> [Supplied text]:
******

Apple’s design chief helped transform computing, phones and music. The company’s secrecy and Ive’s modesty mean he has never given an in-depth interview—until now.
A colleague pointed this interview out to me and I have to admit it is a great read. The debate about Apple’s viability and future is one most designers have joined at some point in the last 10 years… which ever side of the fence you find yourself on, this interview with Jonathan Ive is an intoxicating glimpse into the world that is Apple.
Jonathan Ive – Designs Tomorrow: and interview with John Arlidge for Time
‘Hello. Thanks for Coming’
We use Jonathan Ive’s products to help us to eat, drink and sleep, to work, travel, relax, read, listen and watch, to shop, chat, date and have sex. Many of us spend more time with his screens than with our families. Some of us like his screens more than our families. For years, Ive’s natural shyness, coupled with the secrecy bordering on paranoia of his employer, Apple, has meant we have known little about the man who shapes the future, with such innovations as the iMac, the iPod, the iPhone and the iPad. But last month, he invited me to Cupertino in Silicon Valley where Apple is based, for his first in-depth interview since he became head of design almost 20 years ago.
The gods — or was it the ghost of Steve Jobs? — seemed against it. Jobs didn’t like Apple execs doing interviews. It had not rained properly in California for months but that morning the clouds rolled off the Pacific, turning the Golden Gate Bridge black. Interstate 280 South to Silicon Valley was a river of water, instead of the usual lava streaks of stop-start SUVs. But just after 10AM, an Apple tech-head appeared in an all-white meeting room on the first floor of building 4 of the firm’s antiseptic headquarters with strict instructions to find an Earl Grey tea bag.
“Hello. Thanks for coming,” grins Ive, as he rolls in, picking up his brew. Ive is the most unremarkable remarkable person you could meet. You might think you’d recognize him if you passed him on the street, but you wouldn’t. He’s not particularly tall, is well built and bald(ish), has two-day-old stubble and dresses like dads do on weekends — navy polo shirt, canvas trousers, desert boots. He speaks slowly and softly in an Essex accent totally unaffected by living in America for more than two decades. “I can’t even bring myself to say math, instead of maths, so I say mathematics. I sound ridiculous,” he laughs.

******

> [Data]:
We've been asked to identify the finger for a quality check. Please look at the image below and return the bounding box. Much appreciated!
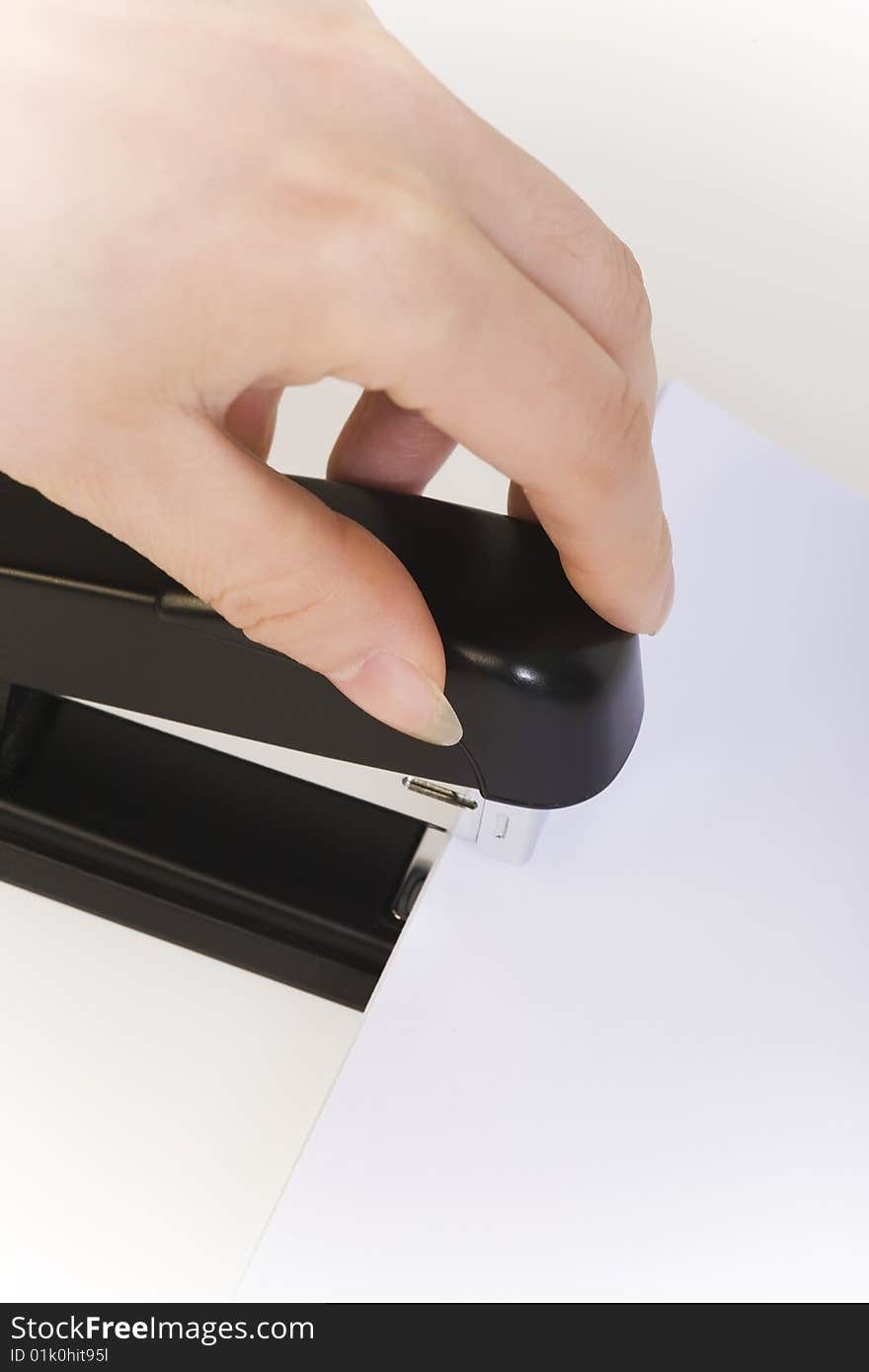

******

> [Given task A]: Transcribe the passage in the Jonathan Ive interview text from "A colleague pointed" to "that is Apple.".
> [Given task B]: In the Jonathan Ive interview text, what were the instructions given to the Apple tech-head who appeared in the meeting room?
> [Given task C]: Resume the Jonathan Ive interview text after its final sentence.

> [Task response A]:
A colleague pointed this interview out to me and I have to admit it is a great read. The debate about Apple’s viability and future is one most designers have joined at some point in the last 10 years… which ever side of the fence you find yourself on, this interview with Jonathan Ive is an intoxicating glimpse into the world that is Apple.

> [Task response B]: To find an Earl Grey tea bag.

> [Task response C]:
Ive is in a good mood today — and not just because he’s celebrating his 47th birthday. He likes the idea of this interview series because he sees himself as more of a maker than a designer. “Objects and their manufacture are inseparable. You understand a product if you understand how it’s made,” he says. “I want to know what things are for, how they work, what they can or should be made of, before I even begin to think what they should look like. More and more people do. There is a resurgence of the idea of craft.”
Ive has been a maker ever since he could wield a screwdriver. He inherited his craftsman’s skills from his father, Michael. He was a silversmith who later became a lecturer in craft, design and technology at Middlesex Polytechnic. Ive spent his childhood taking apart the family’s worldly goods and trying to put them back together again. “Complete intrigue with the physical world starts by destroying it,” he says. Radios were easy, but “I remember taking an alarm clock to pieces and it was very difficult to reassemble it. I couldn’t get the mainspring rewound.” Thirty years later, he did the same to his iPhone one day. Just to prove he still could.
A love of making is something he shared with Jobs,Apple’s former chief executive who died three years ago. It helped the two men forge the most creative partnership modern capitalism has seen. In less than two decades, they transformed Apple from a near-bankrupt also-ran into the most valuable corporation on the planet, worth more than $665 billion.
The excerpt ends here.